### [PROBLEM DETAILS]
Rewrite the lines of the listing below as a numbered list with blank lines left out, beginning at the line that contains "638V663L265 662L263 630L234" and stopping after the line that contains "positive clicks: (265, 631) (266, 642)".

### [AVAILABLE DATA]

------------------------------

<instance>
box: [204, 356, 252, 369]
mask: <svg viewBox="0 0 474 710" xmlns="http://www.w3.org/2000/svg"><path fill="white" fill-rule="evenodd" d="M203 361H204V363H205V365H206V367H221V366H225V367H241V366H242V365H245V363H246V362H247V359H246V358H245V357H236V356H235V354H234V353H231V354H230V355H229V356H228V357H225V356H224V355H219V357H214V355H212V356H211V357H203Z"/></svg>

------------------------------

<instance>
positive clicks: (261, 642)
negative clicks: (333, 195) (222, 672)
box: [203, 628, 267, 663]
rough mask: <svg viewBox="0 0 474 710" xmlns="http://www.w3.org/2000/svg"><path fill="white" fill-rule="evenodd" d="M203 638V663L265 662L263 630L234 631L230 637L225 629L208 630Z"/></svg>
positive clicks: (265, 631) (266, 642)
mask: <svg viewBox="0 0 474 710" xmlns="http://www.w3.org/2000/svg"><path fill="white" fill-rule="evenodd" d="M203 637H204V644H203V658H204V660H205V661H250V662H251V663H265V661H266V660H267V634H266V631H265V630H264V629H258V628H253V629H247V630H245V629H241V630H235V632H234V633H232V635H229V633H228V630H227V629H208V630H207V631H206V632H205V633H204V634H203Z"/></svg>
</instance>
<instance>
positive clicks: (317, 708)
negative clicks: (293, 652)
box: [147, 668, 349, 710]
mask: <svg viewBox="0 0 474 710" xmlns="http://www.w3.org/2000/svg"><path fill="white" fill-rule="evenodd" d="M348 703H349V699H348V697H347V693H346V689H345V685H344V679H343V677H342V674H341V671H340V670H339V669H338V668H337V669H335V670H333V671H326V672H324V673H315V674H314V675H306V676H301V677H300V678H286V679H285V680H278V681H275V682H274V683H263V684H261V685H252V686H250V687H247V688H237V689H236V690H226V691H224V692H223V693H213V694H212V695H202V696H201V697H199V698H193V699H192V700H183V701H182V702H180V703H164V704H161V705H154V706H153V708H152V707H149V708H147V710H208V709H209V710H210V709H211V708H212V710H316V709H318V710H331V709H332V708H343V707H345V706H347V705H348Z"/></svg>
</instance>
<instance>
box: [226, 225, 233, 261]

------------------------------

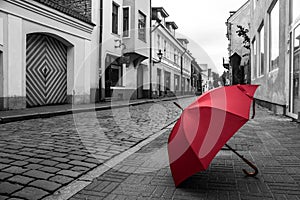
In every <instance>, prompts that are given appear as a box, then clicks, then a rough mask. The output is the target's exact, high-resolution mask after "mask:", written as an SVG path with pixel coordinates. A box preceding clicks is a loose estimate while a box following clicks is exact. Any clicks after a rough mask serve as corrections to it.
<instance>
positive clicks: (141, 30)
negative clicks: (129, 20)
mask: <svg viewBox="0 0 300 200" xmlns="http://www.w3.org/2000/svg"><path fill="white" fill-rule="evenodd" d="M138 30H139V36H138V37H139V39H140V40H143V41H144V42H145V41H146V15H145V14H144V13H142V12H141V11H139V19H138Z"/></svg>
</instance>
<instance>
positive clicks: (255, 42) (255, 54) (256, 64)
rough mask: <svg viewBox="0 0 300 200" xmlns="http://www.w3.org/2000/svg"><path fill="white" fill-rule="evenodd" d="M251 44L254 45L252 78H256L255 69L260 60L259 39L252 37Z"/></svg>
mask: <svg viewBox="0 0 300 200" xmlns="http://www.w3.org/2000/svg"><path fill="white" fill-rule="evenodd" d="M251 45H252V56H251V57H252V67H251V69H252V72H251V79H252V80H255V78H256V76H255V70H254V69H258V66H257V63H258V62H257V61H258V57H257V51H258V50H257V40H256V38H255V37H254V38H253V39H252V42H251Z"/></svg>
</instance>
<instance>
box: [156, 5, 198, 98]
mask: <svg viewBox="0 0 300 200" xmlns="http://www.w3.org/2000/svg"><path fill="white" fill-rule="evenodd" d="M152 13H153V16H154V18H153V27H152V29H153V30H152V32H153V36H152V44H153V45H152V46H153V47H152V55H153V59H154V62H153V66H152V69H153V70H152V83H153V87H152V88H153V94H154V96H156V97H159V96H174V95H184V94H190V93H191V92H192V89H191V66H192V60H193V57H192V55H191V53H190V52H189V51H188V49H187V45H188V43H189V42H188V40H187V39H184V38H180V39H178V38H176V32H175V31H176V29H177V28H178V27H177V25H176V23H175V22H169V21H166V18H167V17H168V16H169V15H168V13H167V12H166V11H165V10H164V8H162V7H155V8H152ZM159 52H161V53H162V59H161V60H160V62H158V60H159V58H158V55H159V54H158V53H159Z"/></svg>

------------------------------

### [RESPONSE TO THE TASK]
1. rough mask: <svg viewBox="0 0 474 710" xmlns="http://www.w3.org/2000/svg"><path fill="white" fill-rule="evenodd" d="M203 638V663L265 662L263 630L234 631L230 637L225 629L208 630Z"/></svg>
2. positive clicks: (265, 631) (266, 642)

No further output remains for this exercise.